DESCRIPTION OF THE TASK
Transcribe the entries below word for word, beginning at the line with "Query: flat rooftop" and stopping after the line with "hutch, one point per instance."; drop all pictures.

++++ TASK INPUTS ++++

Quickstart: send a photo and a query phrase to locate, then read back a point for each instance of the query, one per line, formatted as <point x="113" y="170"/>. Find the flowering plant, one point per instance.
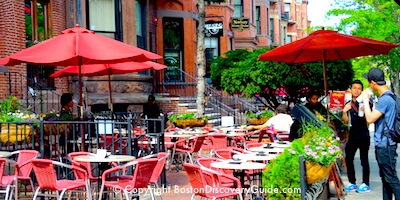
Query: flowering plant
<point x="320" y="145"/>
<point x="174" y="117"/>
<point x="12" y="111"/>
<point x="258" y="114"/>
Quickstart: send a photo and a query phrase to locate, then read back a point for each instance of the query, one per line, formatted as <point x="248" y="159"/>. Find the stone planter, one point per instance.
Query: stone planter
<point x="257" y="121"/>
<point x="183" y="123"/>
<point x="13" y="133"/>
<point x="316" y="172"/>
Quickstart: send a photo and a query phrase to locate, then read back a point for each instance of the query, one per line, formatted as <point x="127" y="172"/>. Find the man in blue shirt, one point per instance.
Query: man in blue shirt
<point x="383" y="117"/>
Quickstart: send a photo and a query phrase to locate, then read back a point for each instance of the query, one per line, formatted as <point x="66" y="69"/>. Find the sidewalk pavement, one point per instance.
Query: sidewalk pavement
<point x="375" y="179"/>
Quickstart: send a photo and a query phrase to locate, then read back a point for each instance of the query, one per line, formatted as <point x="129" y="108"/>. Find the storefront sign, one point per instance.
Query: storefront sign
<point x="240" y="24"/>
<point x="337" y="101"/>
<point x="214" y="29"/>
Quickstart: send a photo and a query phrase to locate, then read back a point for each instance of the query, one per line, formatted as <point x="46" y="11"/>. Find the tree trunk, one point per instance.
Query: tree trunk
<point x="201" y="67"/>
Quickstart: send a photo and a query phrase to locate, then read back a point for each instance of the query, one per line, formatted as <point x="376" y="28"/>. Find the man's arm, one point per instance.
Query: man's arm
<point x="370" y="116"/>
<point x="345" y="116"/>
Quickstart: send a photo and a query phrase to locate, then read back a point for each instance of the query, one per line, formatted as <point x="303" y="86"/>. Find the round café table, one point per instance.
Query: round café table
<point x="5" y="154"/>
<point x="240" y="166"/>
<point x="254" y="156"/>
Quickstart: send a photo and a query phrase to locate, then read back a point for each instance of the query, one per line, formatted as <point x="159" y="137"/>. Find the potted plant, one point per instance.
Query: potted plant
<point x="258" y="118"/>
<point x="17" y="121"/>
<point x="318" y="146"/>
<point x="189" y="119"/>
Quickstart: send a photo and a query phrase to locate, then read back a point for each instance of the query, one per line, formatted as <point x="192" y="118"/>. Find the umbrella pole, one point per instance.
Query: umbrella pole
<point x="81" y="104"/>
<point x="110" y="94"/>
<point x="325" y="84"/>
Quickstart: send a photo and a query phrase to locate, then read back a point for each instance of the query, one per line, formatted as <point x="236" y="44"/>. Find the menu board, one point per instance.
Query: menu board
<point x="336" y="103"/>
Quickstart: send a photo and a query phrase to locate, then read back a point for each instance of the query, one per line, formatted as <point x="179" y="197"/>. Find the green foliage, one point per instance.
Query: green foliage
<point x="9" y="105"/>
<point x="190" y="115"/>
<point x="282" y="173"/>
<point x="241" y="72"/>
<point x="378" y="20"/>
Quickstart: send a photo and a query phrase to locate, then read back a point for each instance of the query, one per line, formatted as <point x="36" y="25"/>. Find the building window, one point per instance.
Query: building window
<point x="212" y="47"/>
<point x="103" y="17"/>
<point x="140" y="25"/>
<point x="271" y="29"/>
<point x="258" y="19"/>
<point x="238" y="8"/>
<point x="173" y="51"/>
<point x="38" y="28"/>
<point x="288" y="39"/>
<point x="287" y="10"/>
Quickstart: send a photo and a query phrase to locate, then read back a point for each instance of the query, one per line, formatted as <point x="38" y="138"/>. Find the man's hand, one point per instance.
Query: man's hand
<point x="347" y="107"/>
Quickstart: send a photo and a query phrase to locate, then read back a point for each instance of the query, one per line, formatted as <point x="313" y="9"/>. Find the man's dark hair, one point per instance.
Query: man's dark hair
<point x="311" y="94"/>
<point x="151" y="98"/>
<point x="65" y="99"/>
<point x="357" y="82"/>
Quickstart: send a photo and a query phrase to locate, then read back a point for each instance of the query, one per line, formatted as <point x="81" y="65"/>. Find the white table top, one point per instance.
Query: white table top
<point x="111" y="158"/>
<point x="267" y="150"/>
<point x="255" y="156"/>
<point x="178" y="135"/>
<point x="242" y="165"/>
<point x="5" y="154"/>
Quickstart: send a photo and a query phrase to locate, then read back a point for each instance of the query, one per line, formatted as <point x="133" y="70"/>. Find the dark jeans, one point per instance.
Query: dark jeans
<point x="386" y="158"/>
<point x="351" y="149"/>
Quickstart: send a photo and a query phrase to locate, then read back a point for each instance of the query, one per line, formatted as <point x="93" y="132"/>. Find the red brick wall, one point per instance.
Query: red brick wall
<point x="12" y="37"/>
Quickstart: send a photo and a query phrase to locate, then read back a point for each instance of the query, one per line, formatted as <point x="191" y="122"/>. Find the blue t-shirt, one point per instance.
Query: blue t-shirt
<point x="386" y="105"/>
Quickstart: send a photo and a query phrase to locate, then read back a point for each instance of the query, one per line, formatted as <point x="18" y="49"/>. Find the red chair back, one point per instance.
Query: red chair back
<point x="143" y="172"/>
<point x="196" y="179"/>
<point x="23" y="161"/>
<point x="45" y="174"/>
<point x="162" y="159"/>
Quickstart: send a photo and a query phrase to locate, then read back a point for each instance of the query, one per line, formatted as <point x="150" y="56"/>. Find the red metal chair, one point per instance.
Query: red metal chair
<point x="140" y="179"/>
<point x="192" y="147"/>
<point x="46" y="177"/>
<point x="6" y="181"/>
<point x="24" y="166"/>
<point x="85" y="165"/>
<point x="197" y="178"/>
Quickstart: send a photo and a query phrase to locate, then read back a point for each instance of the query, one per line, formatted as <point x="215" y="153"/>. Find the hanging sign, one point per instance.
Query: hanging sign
<point x="214" y="29"/>
<point x="240" y="24"/>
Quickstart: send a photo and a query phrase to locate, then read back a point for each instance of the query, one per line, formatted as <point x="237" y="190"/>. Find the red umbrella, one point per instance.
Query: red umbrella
<point x="323" y="45"/>
<point x="79" y="46"/>
<point x="108" y="69"/>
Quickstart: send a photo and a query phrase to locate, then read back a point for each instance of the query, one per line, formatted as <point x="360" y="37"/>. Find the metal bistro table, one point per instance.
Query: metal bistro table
<point x="241" y="166"/>
<point x="104" y="161"/>
<point x="5" y="154"/>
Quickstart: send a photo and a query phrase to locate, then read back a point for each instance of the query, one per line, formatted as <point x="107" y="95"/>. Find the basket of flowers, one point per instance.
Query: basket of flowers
<point x="258" y="118"/>
<point x="17" y="125"/>
<point x="321" y="150"/>
<point x="190" y="119"/>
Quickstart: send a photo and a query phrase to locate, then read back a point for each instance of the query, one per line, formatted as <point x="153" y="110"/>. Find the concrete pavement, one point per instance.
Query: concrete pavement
<point x="375" y="179"/>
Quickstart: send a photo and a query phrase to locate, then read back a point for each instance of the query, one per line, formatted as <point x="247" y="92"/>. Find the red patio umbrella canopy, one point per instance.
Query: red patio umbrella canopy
<point x="327" y="45"/>
<point x="108" y="69"/>
<point x="323" y="45"/>
<point x="77" y="46"/>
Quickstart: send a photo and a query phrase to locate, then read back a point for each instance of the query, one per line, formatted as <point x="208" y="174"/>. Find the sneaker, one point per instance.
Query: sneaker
<point x="363" y="188"/>
<point x="351" y="187"/>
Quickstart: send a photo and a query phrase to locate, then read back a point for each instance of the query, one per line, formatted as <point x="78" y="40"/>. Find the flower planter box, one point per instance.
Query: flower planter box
<point x="13" y="133"/>
<point x="316" y="172"/>
<point x="183" y="123"/>
<point x="54" y="129"/>
<point x="257" y="121"/>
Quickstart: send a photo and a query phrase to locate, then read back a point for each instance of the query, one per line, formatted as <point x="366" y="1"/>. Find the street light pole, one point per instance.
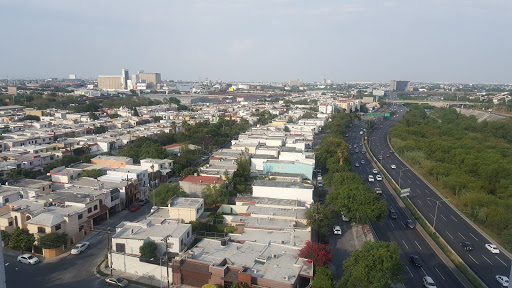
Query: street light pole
<point x="400" y="177"/>
<point x="435" y="214"/>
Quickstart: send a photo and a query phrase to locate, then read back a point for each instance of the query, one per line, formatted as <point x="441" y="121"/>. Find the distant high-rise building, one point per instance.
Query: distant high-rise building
<point x="399" y="85"/>
<point x="124" y="78"/>
<point x="151" y="79"/>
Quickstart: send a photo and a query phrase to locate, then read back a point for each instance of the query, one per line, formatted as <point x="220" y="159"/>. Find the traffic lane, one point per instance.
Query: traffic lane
<point x="462" y="229"/>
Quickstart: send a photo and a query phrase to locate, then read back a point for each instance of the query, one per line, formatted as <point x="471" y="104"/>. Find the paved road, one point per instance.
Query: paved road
<point x="408" y="240"/>
<point x="67" y="270"/>
<point x="450" y="225"/>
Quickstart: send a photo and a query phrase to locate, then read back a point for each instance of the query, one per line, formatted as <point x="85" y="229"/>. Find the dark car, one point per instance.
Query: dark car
<point x="467" y="246"/>
<point x="415" y="260"/>
<point x="134" y="207"/>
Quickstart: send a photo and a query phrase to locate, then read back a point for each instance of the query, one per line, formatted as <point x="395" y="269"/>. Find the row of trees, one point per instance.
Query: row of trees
<point x="470" y="160"/>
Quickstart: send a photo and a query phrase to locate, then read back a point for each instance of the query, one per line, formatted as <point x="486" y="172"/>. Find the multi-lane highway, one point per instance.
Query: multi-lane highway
<point x="408" y="239"/>
<point x="449" y="224"/>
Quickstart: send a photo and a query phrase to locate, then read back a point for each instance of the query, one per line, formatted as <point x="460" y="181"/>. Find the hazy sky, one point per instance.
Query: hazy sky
<point x="260" y="40"/>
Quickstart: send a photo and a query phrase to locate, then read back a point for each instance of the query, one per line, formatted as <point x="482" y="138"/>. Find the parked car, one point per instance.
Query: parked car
<point x="503" y="280"/>
<point x="134" y="207"/>
<point x="79" y="247"/>
<point x="467" y="246"/>
<point x="28" y="259"/>
<point x="428" y="282"/>
<point x="415" y="260"/>
<point x="119" y="282"/>
<point x="492" y="248"/>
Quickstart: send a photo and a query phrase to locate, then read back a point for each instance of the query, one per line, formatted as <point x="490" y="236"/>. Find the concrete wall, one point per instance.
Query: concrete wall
<point x="130" y="264"/>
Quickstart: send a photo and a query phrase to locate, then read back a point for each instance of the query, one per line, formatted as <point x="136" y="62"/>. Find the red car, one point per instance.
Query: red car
<point x="134" y="207"/>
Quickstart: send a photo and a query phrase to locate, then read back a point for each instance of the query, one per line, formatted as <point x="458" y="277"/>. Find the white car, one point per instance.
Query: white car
<point x="503" y="280"/>
<point x="28" y="259"/>
<point x="492" y="248"/>
<point x="428" y="282"/>
<point x="79" y="247"/>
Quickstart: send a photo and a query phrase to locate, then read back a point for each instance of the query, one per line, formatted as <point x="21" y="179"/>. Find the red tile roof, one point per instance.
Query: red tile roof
<point x="203" y="179"/>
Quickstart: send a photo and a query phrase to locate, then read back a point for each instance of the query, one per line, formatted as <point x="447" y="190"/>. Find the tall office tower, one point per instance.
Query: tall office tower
<point x="124" y="78"/>
<point x="399" y="85"/>
<point x="151" y="79"/>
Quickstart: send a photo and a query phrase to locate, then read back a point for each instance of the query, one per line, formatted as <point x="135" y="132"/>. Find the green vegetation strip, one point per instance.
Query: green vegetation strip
<point x="470" y="276"/>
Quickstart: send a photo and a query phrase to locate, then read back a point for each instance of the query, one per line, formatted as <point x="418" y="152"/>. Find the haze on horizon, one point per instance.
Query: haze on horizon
<point x="264" y="40"/>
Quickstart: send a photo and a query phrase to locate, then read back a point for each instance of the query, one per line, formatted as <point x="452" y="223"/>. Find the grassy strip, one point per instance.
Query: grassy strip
<point x="475" y="281"/>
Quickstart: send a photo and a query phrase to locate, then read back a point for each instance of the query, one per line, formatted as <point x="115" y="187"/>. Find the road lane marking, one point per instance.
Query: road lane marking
<point x="500" y="260"/>
<point x="472" y="258"/>
<point x="439" y="273"/>
<point x="409" y="271"/>
<point x="487" y="260"/>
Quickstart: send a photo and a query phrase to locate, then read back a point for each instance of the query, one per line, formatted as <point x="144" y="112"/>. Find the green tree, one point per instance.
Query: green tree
<point x="53" y="240"/>
<point x="375" y="265"/>
<point x="21" y="239"/>
<point x="161" y="195"/>
<point x="319" y="218"/>
<point x="322" y="278"/>
<point x="148" y="250"/>
<point x="214" y="194"/>
<point x="135" y="112"/>
<point x="91" y="173"/>
<point x="93" y="116"/>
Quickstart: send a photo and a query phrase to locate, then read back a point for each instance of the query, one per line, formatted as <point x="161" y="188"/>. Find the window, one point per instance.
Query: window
<point x="120" y="248"/>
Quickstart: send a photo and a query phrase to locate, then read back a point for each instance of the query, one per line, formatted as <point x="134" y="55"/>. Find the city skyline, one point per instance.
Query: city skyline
<point x="262" y="41"/>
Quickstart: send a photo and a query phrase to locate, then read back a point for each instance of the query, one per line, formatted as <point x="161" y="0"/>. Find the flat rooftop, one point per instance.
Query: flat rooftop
<point x="250" y="200"/>
<point x="284" y="263"/>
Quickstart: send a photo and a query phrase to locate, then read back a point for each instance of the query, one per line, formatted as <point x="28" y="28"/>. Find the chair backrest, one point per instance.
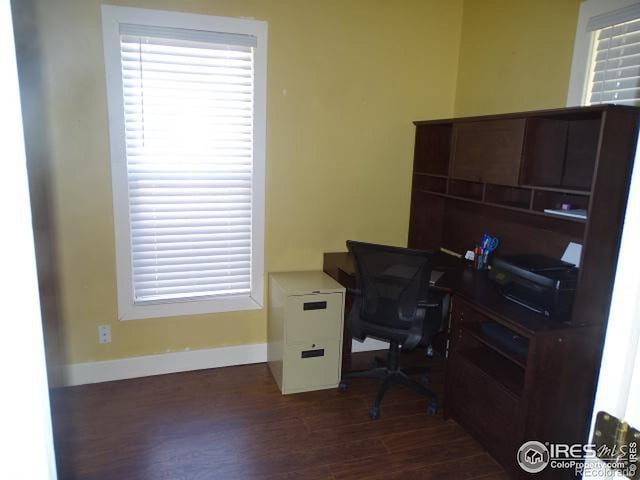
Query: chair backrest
<point x="393" y="282"/>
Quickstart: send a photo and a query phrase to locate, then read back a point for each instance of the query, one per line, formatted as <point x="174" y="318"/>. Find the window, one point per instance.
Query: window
<point x="186" y="98"/>
<point x="606" y="62"/>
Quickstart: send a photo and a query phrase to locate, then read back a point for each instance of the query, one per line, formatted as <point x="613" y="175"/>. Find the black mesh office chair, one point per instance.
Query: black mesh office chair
<point x="393" y="303"/>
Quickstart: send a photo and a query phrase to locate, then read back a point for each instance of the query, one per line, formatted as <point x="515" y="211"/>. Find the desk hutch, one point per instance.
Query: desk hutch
<point x="498" y="174"/>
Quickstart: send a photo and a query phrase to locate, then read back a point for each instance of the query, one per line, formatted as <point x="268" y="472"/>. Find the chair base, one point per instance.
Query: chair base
<point x="389" y="375"/>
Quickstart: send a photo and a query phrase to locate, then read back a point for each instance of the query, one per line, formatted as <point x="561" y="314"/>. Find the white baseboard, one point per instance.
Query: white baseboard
<point x="133" y="367"/>
<point x="368" y="345"/>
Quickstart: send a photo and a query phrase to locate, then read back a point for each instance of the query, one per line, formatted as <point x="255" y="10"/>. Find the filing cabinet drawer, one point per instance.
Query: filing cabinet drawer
<point x="310" y="366"/>
<point x="317" y="317"/>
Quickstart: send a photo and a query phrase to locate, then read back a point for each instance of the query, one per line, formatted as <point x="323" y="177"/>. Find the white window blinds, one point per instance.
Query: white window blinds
<point x="615" y="68"/>
<point x="189" y="109"/>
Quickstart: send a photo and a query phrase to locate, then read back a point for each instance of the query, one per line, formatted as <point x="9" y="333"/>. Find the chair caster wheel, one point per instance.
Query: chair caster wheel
<point x="374" y="413"/>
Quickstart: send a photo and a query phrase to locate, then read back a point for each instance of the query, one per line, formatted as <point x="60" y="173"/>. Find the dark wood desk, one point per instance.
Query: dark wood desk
<point x="508" y="175"/>
<point x="500" y="397"/>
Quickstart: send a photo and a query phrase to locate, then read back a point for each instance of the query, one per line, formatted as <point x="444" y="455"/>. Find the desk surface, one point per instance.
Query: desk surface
<point x="473" y="286"/>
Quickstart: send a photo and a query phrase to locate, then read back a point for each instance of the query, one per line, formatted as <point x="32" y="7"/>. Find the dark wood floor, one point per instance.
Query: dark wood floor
<point x="232" y="423"/>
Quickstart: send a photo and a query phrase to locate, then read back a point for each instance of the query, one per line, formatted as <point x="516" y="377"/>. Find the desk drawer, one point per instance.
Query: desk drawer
<point x="484" y="408"/>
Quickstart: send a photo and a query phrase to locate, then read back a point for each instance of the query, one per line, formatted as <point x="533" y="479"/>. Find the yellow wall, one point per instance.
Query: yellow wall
<point x="515" y="55"/>
<point x="339" y="146"/>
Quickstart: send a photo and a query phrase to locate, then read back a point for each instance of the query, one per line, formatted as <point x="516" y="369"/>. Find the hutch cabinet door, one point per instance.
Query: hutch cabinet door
<point x="488" y="151"/>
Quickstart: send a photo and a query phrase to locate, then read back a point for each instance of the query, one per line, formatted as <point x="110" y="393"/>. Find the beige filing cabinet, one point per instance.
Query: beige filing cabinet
<point x="304" y="348"/>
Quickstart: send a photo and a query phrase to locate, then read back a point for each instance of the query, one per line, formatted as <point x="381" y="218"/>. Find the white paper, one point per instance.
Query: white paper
<point x="572" y="254"/>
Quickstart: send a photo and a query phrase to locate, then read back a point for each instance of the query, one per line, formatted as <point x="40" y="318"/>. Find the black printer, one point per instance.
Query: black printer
<point x="542" y="284"/>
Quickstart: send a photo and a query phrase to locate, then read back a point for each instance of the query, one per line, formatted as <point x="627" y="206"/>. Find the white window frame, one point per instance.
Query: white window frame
<point x="583" y="47"/>
<point x="112" y="17"/>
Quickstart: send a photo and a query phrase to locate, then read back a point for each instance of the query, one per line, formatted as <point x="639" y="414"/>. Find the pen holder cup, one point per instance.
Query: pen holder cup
<point x="481" y="261"/>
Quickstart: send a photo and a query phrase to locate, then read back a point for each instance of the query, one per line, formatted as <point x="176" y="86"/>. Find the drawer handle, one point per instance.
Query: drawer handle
<point x="314" y="306"/>
<point x="312" y="353"/>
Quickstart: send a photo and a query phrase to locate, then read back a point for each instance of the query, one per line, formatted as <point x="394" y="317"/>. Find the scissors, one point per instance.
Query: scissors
<point x="489" y="243"/>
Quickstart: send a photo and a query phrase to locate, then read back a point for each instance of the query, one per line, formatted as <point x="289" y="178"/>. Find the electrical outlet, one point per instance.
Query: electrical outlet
<point x="104" y="334"/>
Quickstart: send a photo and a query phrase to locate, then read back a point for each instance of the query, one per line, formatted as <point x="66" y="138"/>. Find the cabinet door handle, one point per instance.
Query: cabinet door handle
<point x="314" y="306"/>
<point x="312" y="353"/>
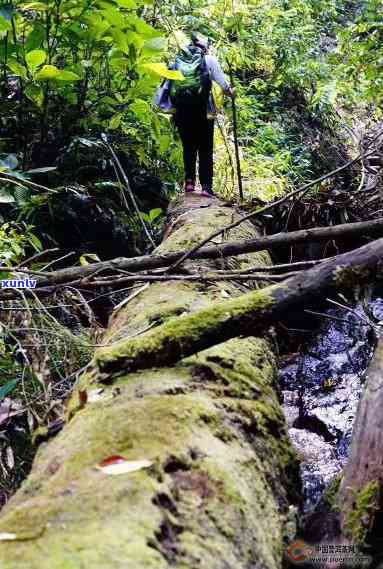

++++

RESULT BELOW
Query: flat rooftop
<point x="250" y="200"/>
<point x="284" y="263"/>
Quickstart: send a photo and a query phrase to locate, then read back a point for each instance of the query, one per line, formatted as <point x="28" y="28"/>. Find the chair backrest, one point per instance.
Query: chair backrest
<point x="393" y="282"/>
Quickstart: send a photo and a query phrase to locate, then read back a point for each instance of the query, one per line, formatted as <point x="174" y="318"/>. Find the window, one point per instance.
Query: window
<point x="186" y="98"/>
<point x="606" y="62"/>
Quickstart: send a photo and a query phrase to locate, then read back a point for each instance of the query, one per line, formatted as <point x="613" y="175"/>. Find the black mesh office chair, one point per instance.
Query: black mesh office chair
<point x="393" y="303"/>
Quickstart: send a photo and a query phrase to locate, then read back a point for each instance of the query, one per line, formatted as <point x="515" y="211"/>. Find the desk hutch, one point per instance.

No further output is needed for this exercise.